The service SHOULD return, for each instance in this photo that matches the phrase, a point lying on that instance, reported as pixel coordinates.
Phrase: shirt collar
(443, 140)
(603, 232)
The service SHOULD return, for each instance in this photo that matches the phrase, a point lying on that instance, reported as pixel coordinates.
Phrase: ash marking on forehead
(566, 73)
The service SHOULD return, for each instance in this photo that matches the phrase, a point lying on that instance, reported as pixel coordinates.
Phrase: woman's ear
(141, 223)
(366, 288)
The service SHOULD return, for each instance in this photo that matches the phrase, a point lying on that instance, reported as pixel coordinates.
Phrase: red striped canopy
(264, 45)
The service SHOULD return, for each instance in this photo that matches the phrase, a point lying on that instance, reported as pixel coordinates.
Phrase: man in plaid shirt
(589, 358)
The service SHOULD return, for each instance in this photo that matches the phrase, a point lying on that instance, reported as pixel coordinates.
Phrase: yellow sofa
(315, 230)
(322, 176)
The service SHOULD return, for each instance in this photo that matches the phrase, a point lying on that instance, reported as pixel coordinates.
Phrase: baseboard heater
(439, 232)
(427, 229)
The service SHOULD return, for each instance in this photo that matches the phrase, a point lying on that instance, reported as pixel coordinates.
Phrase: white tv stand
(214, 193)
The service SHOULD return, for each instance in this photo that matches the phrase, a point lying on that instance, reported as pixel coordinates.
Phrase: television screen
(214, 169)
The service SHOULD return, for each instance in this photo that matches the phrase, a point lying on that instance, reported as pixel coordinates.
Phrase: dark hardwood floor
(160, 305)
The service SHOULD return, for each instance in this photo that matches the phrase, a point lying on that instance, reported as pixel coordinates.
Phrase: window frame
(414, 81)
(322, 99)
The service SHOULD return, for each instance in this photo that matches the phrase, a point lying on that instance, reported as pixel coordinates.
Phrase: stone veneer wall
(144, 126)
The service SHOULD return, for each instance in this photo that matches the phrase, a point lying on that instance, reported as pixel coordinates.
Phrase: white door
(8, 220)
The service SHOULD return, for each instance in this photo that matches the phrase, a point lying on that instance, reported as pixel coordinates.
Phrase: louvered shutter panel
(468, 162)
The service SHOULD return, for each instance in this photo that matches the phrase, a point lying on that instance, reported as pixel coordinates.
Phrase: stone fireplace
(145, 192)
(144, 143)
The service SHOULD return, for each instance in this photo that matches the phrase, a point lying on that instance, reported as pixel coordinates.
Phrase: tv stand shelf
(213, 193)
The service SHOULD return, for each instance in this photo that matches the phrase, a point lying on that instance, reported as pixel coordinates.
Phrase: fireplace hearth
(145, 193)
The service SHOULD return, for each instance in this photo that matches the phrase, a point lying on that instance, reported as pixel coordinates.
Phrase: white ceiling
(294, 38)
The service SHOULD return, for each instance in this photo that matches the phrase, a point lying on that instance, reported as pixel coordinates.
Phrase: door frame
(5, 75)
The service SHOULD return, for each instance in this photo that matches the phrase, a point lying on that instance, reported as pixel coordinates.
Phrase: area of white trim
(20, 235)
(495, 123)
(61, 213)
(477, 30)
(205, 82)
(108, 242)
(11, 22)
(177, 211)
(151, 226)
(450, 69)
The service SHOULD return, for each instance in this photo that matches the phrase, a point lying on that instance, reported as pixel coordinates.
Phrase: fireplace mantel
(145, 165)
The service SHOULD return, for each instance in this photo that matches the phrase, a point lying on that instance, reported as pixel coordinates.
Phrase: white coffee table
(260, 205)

★ ★ ★ ★ ★ ★ ★

Task prompt: Output the full listing without altering anything.

Written solution:
The service SHOULD return, for each instance in this photo that matches the phrase, a point lying on that instance, reported as pixel coordinates.
Phrase: shirt collar
(443, 140)
(603, 232)
The service SHOULD return, for each instance in this photo that matches the phrase, a point lying on that instance, reported as pixel coordinates.
Phrase: ash marking on forehead
(566, 73)
The service SHOULD return, for each instance in this photo that matches the phrase, a point lying on that instance, reported as pixel coordinates.
Phrase: woman's ear
(141, 223)
(366, 288)
The service SHOULD return, for each instance in this photo that matches the phrase, a point lying on that instance, reported as pixel coordinates.
Phrase: red striped canopy
(264, 45)
The service SHOULD return, for each instance in this photo that matches the phrase, a point lying on that instance, reported as pixel coordinates.
Phrase: man in plaid shirt
(589, 358)
The service SHOULD return, for each instance in this photo that matches the phrase, a point lying on that instance, reported as pixel coordinates.
Phrase: yellow sofa
(315, 230)
(322, 176)
The service SHOULD return, for each instance in this photo that matches the phrase, a point lying on that instance, reported as pixel coordinates.
Phrase: baseboard heater
(439, 232)
(427, 229)
The service SHOULD return, for each instance in this photo that matches the phrase, a point lying on that instance, reported as pixel coordinates.
Phrase: white tv stand
(214, 193)
The service SHOULD return, for each instance in this photo that matches the phrase, a point lying on that instance, reported as pixel coordinates.
Phrase: television screen
(214, 169)
The service SHOULD return, for each instance in this photo that matches the phrase, a point lying on that instance, reported as pixel coordinates.
Phrase: dark hardwood floor
(160, 305)
The service SHOULD return, for each instance in this photo that matches the phrase, a point lying on that instance, reported as pixel coordinates.
Phrase: window frame
(414, 81)
(322, 99)
The service SHOULD return, for each instance in this photo that matches the phrase, a point lying on that instance, reported as pixel coordinates.
Phrase: stone veneer wall
(144, 126)
The service SHOULD return, for each instance in this photo that matches the phrase, a point lying on that instance, reported as pixel coordinates.
Phrase: white door
(8, 220)
The service SHOULD return, for each instance in this photo that matches the phrase, a point lying on that instance, reported as pixel coordinates.
Phrase: louvered shutter panel
(468, 162)
The service SHOULD return, for each instance in this photo that matches the phrase, a point lying on that instance, reported as pixel coordinates.
Phrase: stone fireplace
(145, 192)
(144, 143)
The service SHOULD return, for each instance in this photo that matches the phrase, a point lying on that instance, reported as pixel coordinates.
Phrase: tv stand shelf
(213, 193)
The service SHOULD return, for each instance in this photo that matches the phrase, a point lying on that instance, reported as pixel coordinates.
Phrase: fireplace hearth
(145, 193)
The service SHOULD return, for each instance in this photo that matches the phrase, a point lying on that instance, reported as pixel coordinates.
Phrase: white ceiling
(294, 38)
The service SHOULD return, for each instance in this photo that matches the phrase, a point lying on that instance, reported as pixel coordinates.
Phrase: door frame
(5, 75)
The service SHOULD return, for each instance in this photo that matches the phrase, a point lying on that instance, reported as pixel coordinates.
Phrase: area of white trim
(20, 235)
(495, 123)
(61, 213)
(477, 30)
(205, 82)
(108, 242)
(11, 22)
(177, 211)
(151, 226)
(450, 69)
The service SHOULD return, for each instance in this photo that matches the phrase, a point lying on that instance, reported as pixel coordinates.
Phrase: fireplace mantel
(145, 165)
The service SHOULD return, for each instance in this photo that matches the phrase, a point lying on that instance, reported as pixel coordinates.
Phrase: white coffee table
(260, 205)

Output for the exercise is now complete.